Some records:

»»

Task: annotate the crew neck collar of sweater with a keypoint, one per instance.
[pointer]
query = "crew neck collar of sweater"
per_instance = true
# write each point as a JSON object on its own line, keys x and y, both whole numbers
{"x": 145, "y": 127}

««

[Task statement] Can you rewrite the records above, changing "sweater" to "cardigan" and keeping everything else the same?

[Result of the exercise]
Task: annotate the crew neck collar of cardigan with a keypoint, one per instance.
[pointer]
query = "crew neck collar of cardigan"
per_instance = true
# write each point as a JSON object on its own line, keys x and y, both whole numbers
{"x": 145, "y": 127}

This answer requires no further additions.